▶ Problem details:
What is needed is an exact copy of all the records below.

Records from a data collection:
==========
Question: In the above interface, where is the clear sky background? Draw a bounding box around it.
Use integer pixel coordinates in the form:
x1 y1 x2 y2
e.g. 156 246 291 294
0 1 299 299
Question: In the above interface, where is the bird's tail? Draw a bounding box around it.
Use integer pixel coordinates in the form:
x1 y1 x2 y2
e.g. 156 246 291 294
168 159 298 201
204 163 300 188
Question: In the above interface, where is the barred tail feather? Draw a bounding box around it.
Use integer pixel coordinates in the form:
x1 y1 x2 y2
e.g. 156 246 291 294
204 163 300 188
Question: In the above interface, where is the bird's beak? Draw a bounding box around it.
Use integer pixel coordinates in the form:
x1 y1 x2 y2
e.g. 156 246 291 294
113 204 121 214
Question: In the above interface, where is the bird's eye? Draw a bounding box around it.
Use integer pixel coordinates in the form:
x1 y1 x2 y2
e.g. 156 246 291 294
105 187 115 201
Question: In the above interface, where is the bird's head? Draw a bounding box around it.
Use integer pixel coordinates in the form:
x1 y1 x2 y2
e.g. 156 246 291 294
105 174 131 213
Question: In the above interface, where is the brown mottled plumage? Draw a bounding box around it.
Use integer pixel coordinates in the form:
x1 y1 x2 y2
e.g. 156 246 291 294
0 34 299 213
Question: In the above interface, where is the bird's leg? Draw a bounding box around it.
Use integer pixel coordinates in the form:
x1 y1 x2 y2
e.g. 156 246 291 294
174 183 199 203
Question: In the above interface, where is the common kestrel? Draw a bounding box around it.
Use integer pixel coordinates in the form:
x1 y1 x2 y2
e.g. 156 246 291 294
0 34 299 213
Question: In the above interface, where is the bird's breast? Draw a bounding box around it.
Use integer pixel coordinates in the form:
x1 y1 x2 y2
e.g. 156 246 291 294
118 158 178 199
==========
▶ Answer space:
Question: In the above interface, where is the clear sky background? Draw a bounding box around it.
Use integer pixel coordinates in the form:
x1 y1 x2 y2
e.g. 156 246 291 294
0 1 299 299
Question: In the above interface, where is the bird's tail? Draw a bounding box around it.
Use integer pixel coordinates in the form:
x1 y1 x2 y2
e.g. 156 246 291 294
168 159 298 201
204 163 300 188
Question: In the above interface, where is the barred tail feather? Draw a bounding box around it.
Use integer pixel coordinates in the form:
x1 y1 x2 y2
e.g. 156 246 291 294
204 163 300 188
Question: In the above interface, where is the bird's beak? Draw a bounding box around it.
Use integer pixel coordinates in the form:
x1 y1 x2 y2
e.g. 156 246 291 294
113 204 121 214
Question: In the above interface, where is the bird's eye? Draw a bounding box around it.
Use integer pixel coordinates in the form:
x1 y1 x2 y2
e.g. 156 246 291 294
105 187 115 201
Question: In the above interface, where is the bird's head? Draw a bounding box around it.
Use integer pixel coordinates in the form:
x1 y1 x2 y2
e.g. 156 246 291 294
105 174 131 213
Question: In the above interface, where is the brown mottled plumage? Draw a bounding box around it.
Use integer pixel coordinates in the form:
x1 y1 x2 y2
e.g. 156 246 291 294
0 34 299 213
Question: In the above interface, where is the bird's leg? Draw a bounding box around it.
Use integer pixel coordinates in the form:
x1 y1 x2 y2
e.g. 156 246 291 294
174 183 199 203
Question: In the above interface, where is the common kestrel? Draw a bounding box around it.
Use integer pixel coordinates in the form:
x1 y1 x2 y2
e.g. 156 246 291 294
0 34 299 213
Question: In the above interface, where is the bird's breast? Draw a bounding box around it.
Use integer pixel coordinates in the form:
x1 y1 x2 y2
e.g. 156 246 291 294
118 158 178 199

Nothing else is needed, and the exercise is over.